## TASK TO CARRY OUT
Rewrite every line of the material below as a numbered list, and leave out any blank lines.

## AVAILABLE RECORDS
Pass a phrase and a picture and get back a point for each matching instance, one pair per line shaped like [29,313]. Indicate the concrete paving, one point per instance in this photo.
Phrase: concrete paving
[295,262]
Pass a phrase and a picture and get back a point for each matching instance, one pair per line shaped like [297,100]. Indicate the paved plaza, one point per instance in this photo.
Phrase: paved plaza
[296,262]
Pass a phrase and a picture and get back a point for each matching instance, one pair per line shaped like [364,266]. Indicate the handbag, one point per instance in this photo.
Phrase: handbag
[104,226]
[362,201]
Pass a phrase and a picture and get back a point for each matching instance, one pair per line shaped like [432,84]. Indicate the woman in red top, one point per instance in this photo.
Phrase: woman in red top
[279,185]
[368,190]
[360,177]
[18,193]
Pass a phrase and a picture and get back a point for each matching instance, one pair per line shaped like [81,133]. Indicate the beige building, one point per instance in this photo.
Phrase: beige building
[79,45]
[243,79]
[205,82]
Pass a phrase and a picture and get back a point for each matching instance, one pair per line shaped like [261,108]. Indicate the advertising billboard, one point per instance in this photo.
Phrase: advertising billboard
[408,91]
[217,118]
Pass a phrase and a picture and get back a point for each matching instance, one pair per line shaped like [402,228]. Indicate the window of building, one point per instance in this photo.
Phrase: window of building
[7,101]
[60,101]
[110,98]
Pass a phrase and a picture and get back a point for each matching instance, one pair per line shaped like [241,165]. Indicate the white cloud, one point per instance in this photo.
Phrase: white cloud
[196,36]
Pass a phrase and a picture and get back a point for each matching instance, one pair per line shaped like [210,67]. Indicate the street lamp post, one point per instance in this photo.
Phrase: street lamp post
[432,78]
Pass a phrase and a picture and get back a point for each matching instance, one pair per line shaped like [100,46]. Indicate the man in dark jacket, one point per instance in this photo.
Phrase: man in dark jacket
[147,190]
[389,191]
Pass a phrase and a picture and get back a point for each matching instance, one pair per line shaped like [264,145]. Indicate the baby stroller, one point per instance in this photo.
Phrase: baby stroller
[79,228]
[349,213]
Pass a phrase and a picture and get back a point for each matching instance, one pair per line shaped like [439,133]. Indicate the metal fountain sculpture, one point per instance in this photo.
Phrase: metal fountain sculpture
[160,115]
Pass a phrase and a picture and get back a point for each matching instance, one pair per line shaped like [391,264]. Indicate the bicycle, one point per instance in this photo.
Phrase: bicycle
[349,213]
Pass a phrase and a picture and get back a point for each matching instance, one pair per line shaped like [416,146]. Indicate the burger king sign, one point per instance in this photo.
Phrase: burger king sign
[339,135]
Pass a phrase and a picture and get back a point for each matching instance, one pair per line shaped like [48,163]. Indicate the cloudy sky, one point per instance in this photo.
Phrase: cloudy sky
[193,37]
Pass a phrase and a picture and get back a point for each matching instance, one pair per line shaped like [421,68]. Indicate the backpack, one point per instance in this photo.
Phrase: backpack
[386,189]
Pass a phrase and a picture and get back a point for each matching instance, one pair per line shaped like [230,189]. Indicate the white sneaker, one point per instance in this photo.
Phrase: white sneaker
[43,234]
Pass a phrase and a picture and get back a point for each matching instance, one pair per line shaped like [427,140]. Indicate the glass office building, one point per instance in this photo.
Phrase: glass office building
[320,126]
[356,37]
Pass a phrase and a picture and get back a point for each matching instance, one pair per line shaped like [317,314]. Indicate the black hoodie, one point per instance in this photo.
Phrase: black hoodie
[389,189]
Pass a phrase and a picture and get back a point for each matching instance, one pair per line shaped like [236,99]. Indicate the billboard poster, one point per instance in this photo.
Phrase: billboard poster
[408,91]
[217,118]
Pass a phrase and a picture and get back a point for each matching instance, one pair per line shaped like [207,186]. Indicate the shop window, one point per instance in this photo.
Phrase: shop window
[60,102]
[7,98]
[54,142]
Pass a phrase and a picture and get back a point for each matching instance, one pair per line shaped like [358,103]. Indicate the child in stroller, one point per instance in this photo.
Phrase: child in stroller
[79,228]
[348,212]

## EXERCISE RESPONSE
1. Pass a phrase and a picture and get back a point for each matching instance, one pair per line shaped like [29,313]. Indicate the concrete paving, one point per instance in this photo.
2. Phrase: concrete paving
3. [295,262]
4. Pass a phrase and a picture and get back a point for each matching instance, one pair per line shaped like [297,100]. Indicate the paved plaza, one point per instance in this photo.
5. Phrase: paved plaza
6. [296,262]
7. Pass a phrase and a picture and get back a point for each matching instance, one pair per line shaped like [364,266]. Indicate the handbag, one point per instance in this photo.
8. Phrase: handbag
9. [104,226]
10. [362,201]
11. Pass a phrase and a picture and get back a point for each matching instance, one pair per line shaped like [432,84]. Indicate the woman in red top, one point per instance in this photo.
12. Phrase: woman in red top
13. [279,185]
14. [368,190]
15. [360,177]
16. [18,193]
17. Pass a phrase and a picture and get back a point for each matching instance, one pair per line shaped like [81,133]. Indicate the beige building, one point per instance in this photo.
18. Phrase: beige building
19. [79,45]
20. [243,79]
21. [205,82]
22. Pass a phrase and a picture and get back a point for each matching instance, one pair per line shaped like [261,108]. Indicate the advertising billboard, one point per instance in this photo.
23. Phrase: advertising billboard
24. [408,91]
25. [217,118]
26. Pass a phrase and a picture and get back a point for each matching instance, one pair per line shaped like [402,228]. Indicate the window of building, one point per instance in this photo.
27. Phrase: window of building
28. [7,101]
29. [60,101]
30. [110,98]
31. Pass a phrase and a picture and get back a point for each matching instance, one pair per line shaped like [241,165]. Indicate the white cloud, one point per instance in this photo.
32. Phrase: white cloud
33. [196,36]
34. Pass a phrase and a picture and get back a point for each matching instance, one pair per line shaped like [210,67]. Indicate the street lamp post, one point per instance in this photo.
35. Phrase: street lamp post
36. [432,78]
37. Pass a phrase and a picture and get back a point for each matching instance, one pair per line shaped like [100,46]. Indicate the man in dark jacket, one point per instance in this photo.
38. Phrase: man in dark jacket
39. [147,190]
40. [389,191]
41. Pass a phrase and a picture and get back a point for each matching instance, one pair per line shaped like [264,145]. Indicate the baby stroller, one point per instance in this photo.
42. Phrase: baby stroller
43. [79,228]
44. [349,213]
45. Pass a phrase and a picture and get back a point for each matching instance, one pair per line shaped like [439,133]. Indicate the metal fountain sculpture, one point per instance in this photo.
46. Phrase: metal fountain sculpture
47. [160,115]
48. Pass a phrase and a picture and get back a point for each matching instance, one pair per line shaped like [391,264]. Indicate the bicycle, one point per instance in this photo.
49. Phrase: bicycle
50. [349,213]
51. Pass a phrase and a picture and get back a point for each matching instance, one pair per line shaped like [416,146]. Indicate the burger king sign, one point per instance in this photo.
52. Phrase: burger king sign
53. [339,135]
54. Pass a phrase and a picture and get back a point for each matching instance, one pair per line shaped like [48,163]. Indicate the cloudy sky, one point per instance in this photo.
55. Phrase: cloudy sky
56. [193,37]
57. Pass a phrase and a picture and get back a point for each matching instance, one pair per line shaped like [421,68]. Indicate the backpack, one point per instance in this photo.
58. Phrase: backpack
59. [386,189]
60. Pass a phrase and a picture and get back a point for each matching instance, one pair per line shaped like [230,189]. Indicate the white sneaker, one point per instance in this photo.
61. Phrase: white sneaker
62. [43,234]
63. Pass a phrase and a picture and get back a point for each matching instance, one pair per line shaped like [427,140]. Indicate the glass office building, one point per instance in this photo.
64. Phrase: glass office building
65. [320,126]
66. [356,37]
67. Pass a phrase and a picture and get back a point for each matching instance, one pair per line shaped like [317,314]. Indicate the black hoodie, one point per instance in this photo.
68. Phrase: black hoodie
69. [389,189]
70. Pass a phrase and a picture and get back a point for each matching instance, one pair per line shaped like [236,99]. Indicate the billboard poster, one point per instance in this photo.
71. Phrase: billboard poster
72. [408,91]
73. [217,118]
74. Pass a phrase and a picture and get back a point for each matching instance, one pair per line shaped like [207,186]. Indicate the shop window, one point per instance in this photo.
75. Phrase: shop window
76. [60,102]
77. [7,98]
78. [54,142]
79. Pass a phrase and a picture and get back a point for each matching instance, one pair per line shaped like [358,103]. Indicate the child in stroller, one point per instance in this photo.
80. Phrase: child in stroller
81. [79,228]
82. [348,212]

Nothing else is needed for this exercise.